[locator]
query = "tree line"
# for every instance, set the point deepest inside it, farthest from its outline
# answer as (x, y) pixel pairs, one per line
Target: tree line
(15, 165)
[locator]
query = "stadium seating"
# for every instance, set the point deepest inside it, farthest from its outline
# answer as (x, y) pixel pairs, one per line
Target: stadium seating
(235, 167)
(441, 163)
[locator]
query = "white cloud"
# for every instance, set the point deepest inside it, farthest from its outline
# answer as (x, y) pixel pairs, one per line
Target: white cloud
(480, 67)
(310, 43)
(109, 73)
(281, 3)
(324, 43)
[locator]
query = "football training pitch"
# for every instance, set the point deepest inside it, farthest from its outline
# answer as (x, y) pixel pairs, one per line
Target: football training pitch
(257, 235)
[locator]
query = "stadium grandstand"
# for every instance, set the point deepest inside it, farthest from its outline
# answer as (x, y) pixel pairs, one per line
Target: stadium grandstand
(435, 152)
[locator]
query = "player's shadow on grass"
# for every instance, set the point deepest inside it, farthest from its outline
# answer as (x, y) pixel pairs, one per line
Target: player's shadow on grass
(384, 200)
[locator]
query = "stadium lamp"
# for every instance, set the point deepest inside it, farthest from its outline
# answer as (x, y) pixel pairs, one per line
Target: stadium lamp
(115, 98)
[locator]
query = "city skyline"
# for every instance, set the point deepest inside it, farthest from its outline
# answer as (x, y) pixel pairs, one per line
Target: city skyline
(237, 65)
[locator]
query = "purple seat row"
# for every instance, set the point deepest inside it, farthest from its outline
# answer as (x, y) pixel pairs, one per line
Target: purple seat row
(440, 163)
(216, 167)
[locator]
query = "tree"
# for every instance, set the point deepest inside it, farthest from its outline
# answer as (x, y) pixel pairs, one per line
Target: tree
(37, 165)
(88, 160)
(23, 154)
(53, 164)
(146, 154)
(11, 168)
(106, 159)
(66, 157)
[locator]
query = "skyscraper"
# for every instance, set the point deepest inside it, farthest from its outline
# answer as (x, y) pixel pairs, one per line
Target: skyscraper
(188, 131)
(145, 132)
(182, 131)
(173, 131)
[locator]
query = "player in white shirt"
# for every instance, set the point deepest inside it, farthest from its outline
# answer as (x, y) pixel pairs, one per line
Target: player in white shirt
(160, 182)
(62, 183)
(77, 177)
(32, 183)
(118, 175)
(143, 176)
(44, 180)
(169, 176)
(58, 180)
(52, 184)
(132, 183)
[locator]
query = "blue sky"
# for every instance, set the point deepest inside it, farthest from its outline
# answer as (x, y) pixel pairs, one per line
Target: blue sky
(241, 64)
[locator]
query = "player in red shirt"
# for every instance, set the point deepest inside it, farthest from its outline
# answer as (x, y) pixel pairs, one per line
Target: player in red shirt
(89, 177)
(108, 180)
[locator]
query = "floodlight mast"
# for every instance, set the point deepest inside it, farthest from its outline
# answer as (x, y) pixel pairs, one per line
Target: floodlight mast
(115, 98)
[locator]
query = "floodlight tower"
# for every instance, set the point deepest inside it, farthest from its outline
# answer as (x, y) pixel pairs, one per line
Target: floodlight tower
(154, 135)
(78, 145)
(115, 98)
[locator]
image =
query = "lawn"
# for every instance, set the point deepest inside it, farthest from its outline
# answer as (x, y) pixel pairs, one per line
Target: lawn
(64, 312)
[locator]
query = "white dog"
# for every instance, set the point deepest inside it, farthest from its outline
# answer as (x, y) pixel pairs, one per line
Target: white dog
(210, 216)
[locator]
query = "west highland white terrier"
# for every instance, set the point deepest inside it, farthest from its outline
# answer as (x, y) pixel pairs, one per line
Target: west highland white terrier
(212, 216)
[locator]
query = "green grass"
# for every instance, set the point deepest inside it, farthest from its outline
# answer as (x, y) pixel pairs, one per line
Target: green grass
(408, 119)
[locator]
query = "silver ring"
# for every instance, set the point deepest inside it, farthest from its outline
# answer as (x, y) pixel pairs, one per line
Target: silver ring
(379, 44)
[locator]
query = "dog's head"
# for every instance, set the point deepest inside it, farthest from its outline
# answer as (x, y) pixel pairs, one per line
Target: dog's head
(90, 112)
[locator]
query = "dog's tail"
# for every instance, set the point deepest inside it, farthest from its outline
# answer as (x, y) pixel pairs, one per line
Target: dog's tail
· · ·
The listing above has to be repeated exactly, down to the last line.

RESPONSE BOX
[locator]
query = "tree line"
# for every instance, set the point deepest inside it, farthest from its outline
# answer as (x, y) pixel pairs, one per line
Target: tree line
(15, 165)
[locator]
query = "stadium seating"
# for every instance, set the point deepest inside it, farthest from its outline
# answer as (x, y) pixel pairs, one per line
Target: stadium seating
(235, 167)
(441, 163)
[locator]
query = "white cloud"
# for every instance, set the point deepest inside it, farthest from its outline
# answer as (x, y) pixel pairs, one per line
Target: white cloud
(480, 67)
(310, 43)
(109, 73)
(281, 3)
(324, 43)
[locator]
query = "football training pitch"
# for every instance, set the point deepest inside it, farthest from its outline
# answer as (x, y) pixel pairs, one per line
Target: football training pitch
(257, 235)
[locator]
query = "stadium grandstand"
# for every instance, set the point deepest inside it, farthest from its outline
# answer as (x, y) pixel pairs, one per line
Target: stadium grandstand
(435, 152)
[locator]
query = "player's shadow on grass"
# for every instance, set the point deepest inside it, farthest from its outline
# answer as (x, y) pixel pairs, one per line
Target: player's shadow on grass
(384, 200)
[locator]
query = "stadium lamp"
# for every instance, set the point deepest inside it, farthest from its outline
# answer as (x, y) pixel pairs, one per line
Target: stadium lamp
(115, 98)
[locator]
query = "city skyline"
# for every instance, set the point deepest inside it, farthest from its outline
# answer as (x, y) pixel pairs, one per line
Target: city skyline
(237, 65)
[locator]
query = "purple seat row"
# for every instance, set the point deepest inside it, farthest from its outline
# answer as (x, y) pixel pairs, one per line
Target: purple seat row
(440, 163)
(216, 167)
[locator]
query = "tree"
# for every instance, set the point deepest inside it, farthest from its outline
# answer as (x, y) pixel pairs, one per line
Target: tree
(37, 165)
(88, 160)
(23, 154)
(53, 164)
(146, 154)
(11, 168)
(106, 159)
(66, 157)
[locator]
query = "skyscraper"
# for every instance, set the point deepest inside it, farthest from its outline
# answer as (x, y) pixel pairs, one per line
Target: skyscraper
(188, 131)
(145, 132)
(182, 131)
(173, 131)
[locator]
query = "player in white shirt"
# for every instance, set the point deepest inside it, farthest from its outline
# answer as (x, y) pixel pairs, one per line
Target: player in white shirt
(160, 182)
(62, 183)
(77, 177)
(32, 183)
(118, 175)
(143, 176)
(44, 180)
(169, 176)
(58, 180)
(52, 184)
(132, 183)
[locator]
query = "blue sky"
# for every instance, set the point deepest inside it, farthest from its outline
# answer as (x, y) pixel pairs, one per line
Target: blue sky
(241, 64)
[locator]
query = "player in red shirt"
# for every instance, set the point deepest inside it, farthest from its outline
# answer as (x, y) pixel pairs, one per line
Target: player in red shirt
(89, 177)
(108, 180)
[locator]
query = "floodlight mast"
# for every instance, set the point deepest inside it, farthest from its outline
# answer as (x, y) pixel pairs, one per line
Target: floodlight mast
(115, 98)
[locator]
query = "floodlight tower"
# for every instance, set the point deepest inside it, farthest from its outline
# answer as (x, y) pixel pairs, one per line
Target: floodlight tower
(154, 135)
(78, 145)
(115, 98)
[locator]
image =
query = "lawn"
# for every instance, set the point deepest inside it, farthest from its outline
# answer as (x, y) pixel pairs, one per line
Target: lawn
(64, 312)
[locator]
query = "white dog"
# for every instance, set the point deepest inside it, farthest from its outline
# answer as (x, y) pixel pairs, one per line
Target: white dog
(210, 216)
[locator]
query = "west highland white terrier"
# for every instance, set the point deepest inside it, farthest from its outline
# answer as (x, y) pixel pairs, one per line
Target: west highland white terrier
(212, 216)
[locator]
query = "green grass"
# for every instance, set the point deepest inside it, farthest from its outline
# answer as (x, y) pixel pairs, one per line
Target: green grass
(408, 119)
[locator]
query = "silver ring"
# for every instance, set the point deepest inside it, farthest from its outline
# answer as (x, y) pixel pairs, one per line
Target: silver ring
(379, 44)
[locator]
query = "dog's head"
# for every instance, set the point deepest inside it, farthest from its outline
# answer as (x, y) pixel pairs, one per line
Target: dog's head
(90, 112)
[locator]
query = "dog's tail"
# for every instance, set the point deepest inside it, farthest from its outline
# answer as (x, y) pixel pairs, one per line
Target: dog's tail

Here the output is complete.